Excerpts from point annotation data:
* BEGIN *
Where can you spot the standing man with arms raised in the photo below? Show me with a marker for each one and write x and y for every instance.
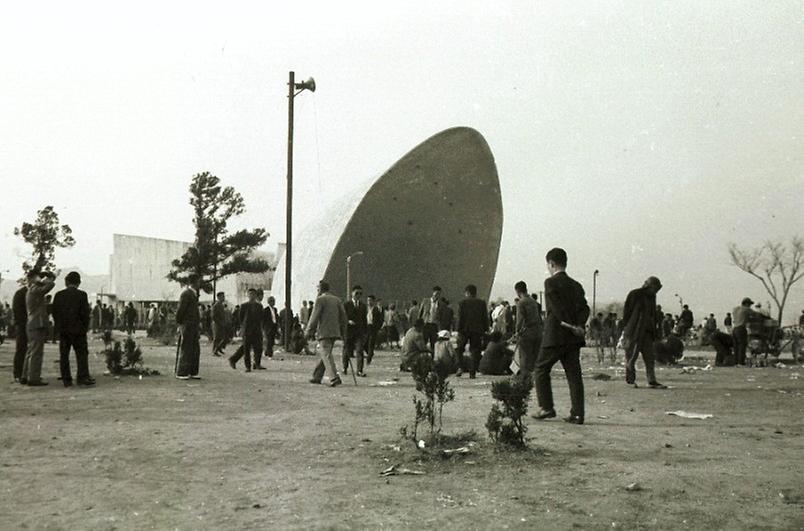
(189, 320)
(639, 333)
(37, 327)
(328, 324)
(71, 314)
(567, 313)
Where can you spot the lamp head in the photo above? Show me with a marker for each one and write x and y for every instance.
(307, 85)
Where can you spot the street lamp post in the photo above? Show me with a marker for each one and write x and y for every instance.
(294, 89)
(349, 272)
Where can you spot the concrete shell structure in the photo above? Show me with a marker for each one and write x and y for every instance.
(434, 218)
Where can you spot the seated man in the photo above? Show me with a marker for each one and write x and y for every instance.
(413, 345)
(497, 357)
(444, 353)
(723, 344)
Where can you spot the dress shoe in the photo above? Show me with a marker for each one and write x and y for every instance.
(544, 414)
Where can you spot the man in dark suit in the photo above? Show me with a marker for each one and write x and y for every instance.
(473, 323)
(20, 325)
(374, 321)
(639, 333)
(567, 313)
(189, 320)
(356, 330)
(71, 314)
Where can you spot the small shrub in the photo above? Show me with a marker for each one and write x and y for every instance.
(504, 422)
(431, 382)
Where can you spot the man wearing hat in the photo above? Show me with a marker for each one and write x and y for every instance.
(71, 315)
(639, 333)
(741, 315)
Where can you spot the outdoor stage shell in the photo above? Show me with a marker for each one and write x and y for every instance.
(434, 218)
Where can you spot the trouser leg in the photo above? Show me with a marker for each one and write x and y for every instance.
(571, 361)
(325, 351)
(544, 390)
(631, 355)
(649, 359)
(20, 351)
(81, 357)
(360, 350)
(65, 342)
(32, 370)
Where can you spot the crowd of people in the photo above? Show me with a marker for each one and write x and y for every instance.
(483, 334)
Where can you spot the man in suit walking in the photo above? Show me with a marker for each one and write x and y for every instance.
(528, 327)
(567, 313)
(220, 324)
(71, 314)
(473, 323)
(37, 327)
(271, 323)
(189, 320)
(639, 333)
(328, 324)
(375, 318)
(20, 326)
(356, 331)
(251, 317)
(431, 312)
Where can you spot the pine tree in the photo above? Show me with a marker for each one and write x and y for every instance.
(216, 253)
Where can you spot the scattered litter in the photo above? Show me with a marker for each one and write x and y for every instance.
(687, 415)
(394, 471)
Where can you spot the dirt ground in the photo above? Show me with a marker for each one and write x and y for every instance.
(269, 450)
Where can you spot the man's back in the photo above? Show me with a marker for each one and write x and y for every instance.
(565, 302)
(472, 316)
(71, 311)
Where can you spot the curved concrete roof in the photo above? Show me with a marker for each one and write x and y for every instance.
(435, 217)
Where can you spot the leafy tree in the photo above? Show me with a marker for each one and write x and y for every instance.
(215, 252)
(44, 235)
(775, 265)
(504, 423)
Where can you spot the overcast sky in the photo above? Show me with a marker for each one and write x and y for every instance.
(640, 136)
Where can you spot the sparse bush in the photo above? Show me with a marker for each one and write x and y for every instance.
(431, 382)
(504, 422)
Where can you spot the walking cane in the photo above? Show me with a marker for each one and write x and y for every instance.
(178, 350)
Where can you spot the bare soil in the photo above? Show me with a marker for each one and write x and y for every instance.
(268, 449)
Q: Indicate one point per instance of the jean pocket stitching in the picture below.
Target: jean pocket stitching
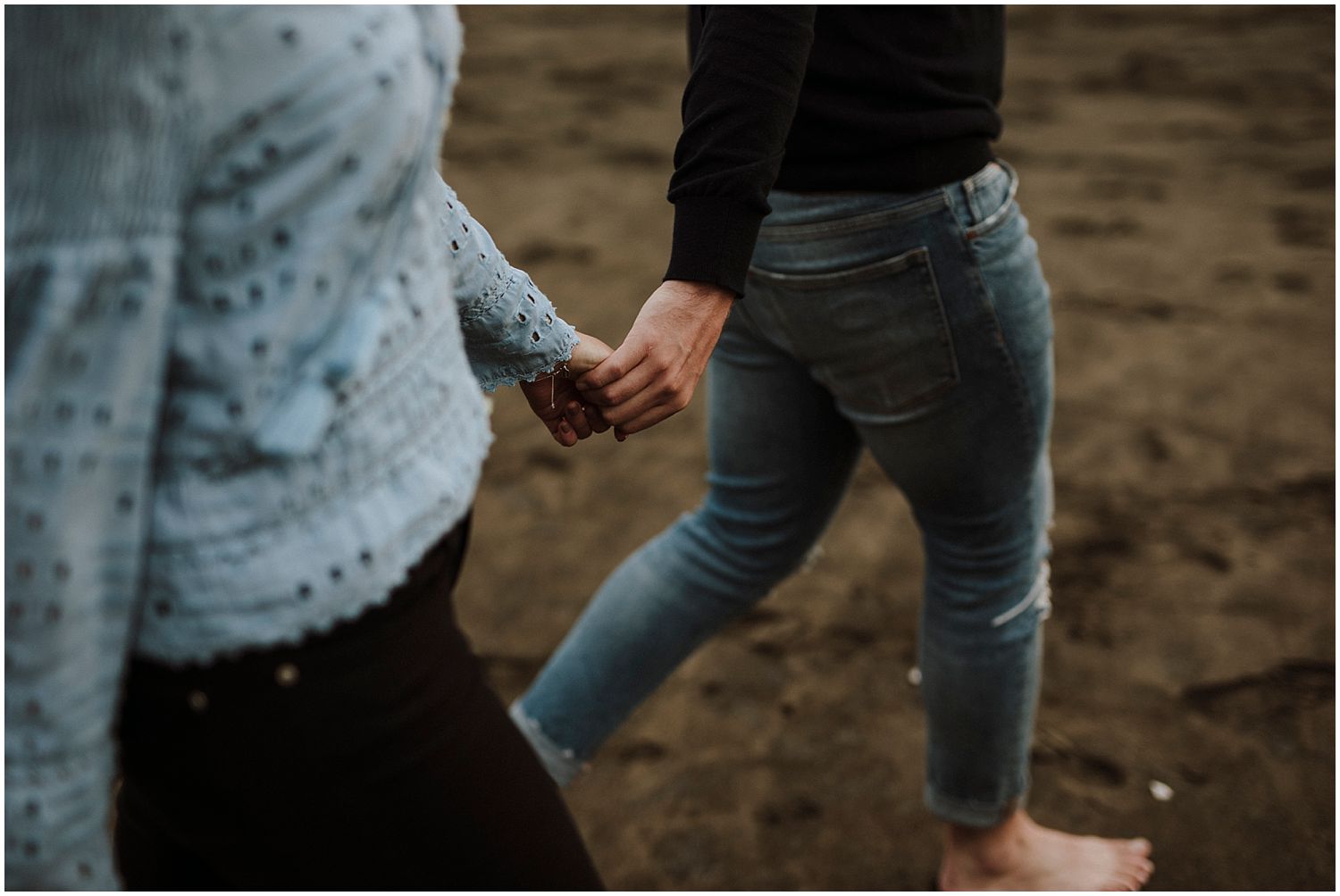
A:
(1001, 214)
(828, 281)
(916, 262)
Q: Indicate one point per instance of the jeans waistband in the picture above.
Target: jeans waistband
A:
(976, 201)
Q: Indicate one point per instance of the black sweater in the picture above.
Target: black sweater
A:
(817, 99)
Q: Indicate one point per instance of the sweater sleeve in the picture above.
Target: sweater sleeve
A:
(512, 331)
(748, 64)
(91, 246)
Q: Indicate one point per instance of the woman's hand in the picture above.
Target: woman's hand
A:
(555, 398)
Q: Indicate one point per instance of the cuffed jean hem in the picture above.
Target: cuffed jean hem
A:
(562, 765)
(967, 812)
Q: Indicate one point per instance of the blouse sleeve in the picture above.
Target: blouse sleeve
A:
(512, 331)
(91, 204)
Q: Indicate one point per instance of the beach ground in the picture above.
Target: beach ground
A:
(1178, 171)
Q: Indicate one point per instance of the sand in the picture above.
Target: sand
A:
(1178, 171)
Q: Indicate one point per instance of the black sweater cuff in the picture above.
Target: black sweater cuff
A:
(713, 241)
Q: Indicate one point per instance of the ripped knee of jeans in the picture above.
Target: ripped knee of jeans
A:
(1039, 596)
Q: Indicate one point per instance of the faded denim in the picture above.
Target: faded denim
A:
(916, 326)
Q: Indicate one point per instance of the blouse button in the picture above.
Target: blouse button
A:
(286, 674)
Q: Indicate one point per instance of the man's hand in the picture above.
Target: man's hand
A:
(557, 402)
(653, 374)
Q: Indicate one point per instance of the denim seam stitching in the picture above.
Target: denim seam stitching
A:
(787, 232)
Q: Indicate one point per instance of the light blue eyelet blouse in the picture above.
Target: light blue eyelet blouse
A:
(246, 332)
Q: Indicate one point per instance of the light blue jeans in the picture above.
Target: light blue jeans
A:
(917, 326)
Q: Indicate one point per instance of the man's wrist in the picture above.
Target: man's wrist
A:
(713, 241)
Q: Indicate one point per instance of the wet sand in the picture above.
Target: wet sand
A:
(1178, 171)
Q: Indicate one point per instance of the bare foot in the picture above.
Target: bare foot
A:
(1018, 853)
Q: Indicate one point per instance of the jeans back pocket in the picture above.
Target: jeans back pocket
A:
(875, 335)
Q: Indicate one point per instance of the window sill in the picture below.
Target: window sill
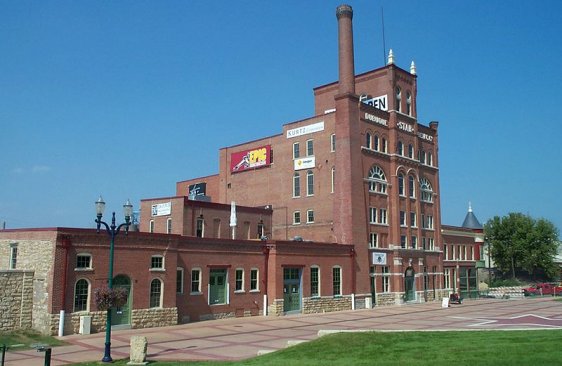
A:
(83, 269)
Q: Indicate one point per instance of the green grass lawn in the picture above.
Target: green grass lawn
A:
(25, 338)
(540, 347)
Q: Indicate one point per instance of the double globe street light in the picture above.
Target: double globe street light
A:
(112, 231)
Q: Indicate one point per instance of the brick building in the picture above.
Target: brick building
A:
(361, 171)
(340, 210)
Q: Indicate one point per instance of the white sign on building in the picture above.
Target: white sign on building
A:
(305, 163)
(379, 258)
(162, 209)
(305, 130)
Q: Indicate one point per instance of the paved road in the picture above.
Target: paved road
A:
(239, 338)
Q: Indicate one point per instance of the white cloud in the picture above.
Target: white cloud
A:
(40, 168)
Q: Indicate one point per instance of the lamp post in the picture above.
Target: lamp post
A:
(112, 231)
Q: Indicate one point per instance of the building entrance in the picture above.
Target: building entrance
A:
(409, 284)
(291, 290)
(122, 315)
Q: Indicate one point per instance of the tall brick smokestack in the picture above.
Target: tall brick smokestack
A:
(344, 13)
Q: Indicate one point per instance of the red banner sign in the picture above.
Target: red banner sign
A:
(250, 159)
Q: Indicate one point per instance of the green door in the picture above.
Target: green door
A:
(409, 285)
(217, 287)
(122, 315)
(291, 290)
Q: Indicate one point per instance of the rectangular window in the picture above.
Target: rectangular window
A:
(254, 278)
(179, 280)
(296, 185)
(157, 262)
(83, 261)
(239, 286)
(429, 222)
(296, 150)
(314, 282)
(373, 240)
(385, 279)
(382, 216)
(200, 229)
(309, 147)
(309, 183)
(336, 281)
(447, 278)
(296, 217)
(402, 218)
(310, 216)
(195, 280)
(372, 215)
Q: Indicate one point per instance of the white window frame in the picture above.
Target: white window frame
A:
(199, 272)
(238, 271)
(309, 183)
(87, 295)
(310, 147)
(295, 221)
(162, 267)
(84, 255)
(340, 281)
(308, 213)
(296, 184)
(256, 287)
(181, 285)
(169, 225)
(373, 240)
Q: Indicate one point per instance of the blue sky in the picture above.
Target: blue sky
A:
(125, 98)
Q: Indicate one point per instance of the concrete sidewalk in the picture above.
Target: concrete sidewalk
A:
(239, 338)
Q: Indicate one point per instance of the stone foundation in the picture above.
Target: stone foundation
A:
(16, 300)
(325, 304)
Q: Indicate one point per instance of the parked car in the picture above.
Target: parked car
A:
(543, 289)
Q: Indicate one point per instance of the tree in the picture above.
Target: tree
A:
(520, 242)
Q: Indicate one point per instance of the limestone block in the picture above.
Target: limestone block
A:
(139, 346)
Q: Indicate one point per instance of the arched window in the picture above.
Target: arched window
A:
(81, 291)
(411, 186)
(408, 103)
(377, 180)
(156, 293)
(426, 191)
(296, 185)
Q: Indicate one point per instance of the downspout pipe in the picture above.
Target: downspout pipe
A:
(65, 246)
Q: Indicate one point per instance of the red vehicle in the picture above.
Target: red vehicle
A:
(543, 289)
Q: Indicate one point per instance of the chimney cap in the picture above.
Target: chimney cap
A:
(344, 10)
* END *
What you have to do: Starting with the line that contains "Q: Indicate one point per instance of the parked", repeat each line through the last one exactly as it appears. Include both ends and nothing more.

Final answer:
Q: Indicate one point per instance of the parked car in the picture above.
Target: parked car
A:
(543, 289)
Q: Indicate one point per instance of the tree in the picture above.
Target: tree
A:
(520, 242)
Q: Indicate one point per instance of the limestone block in the picture above.
Target: limestone block
A:
(139, 346)
Q: Indicate one point per instance of the arched window in the picture above.
Target: arched window
A:
(81, 291)
(411, 186)
(408, 103)
(377, 180)
(156, 293)
(426, 191)
(296, 185)
Q: Indicate one point per instance of the downspout pipe in the picture above.
Target: downspout pipe
A:
(65, 246)
Q: Indicate one point per instance of the red vehicle in the picture above.
Target: red vehicle
A:
(543, 289)
Q: Indicate one point per instance of the chimney cap in the picture above.
Target: chimney cap
A:
(344, 10)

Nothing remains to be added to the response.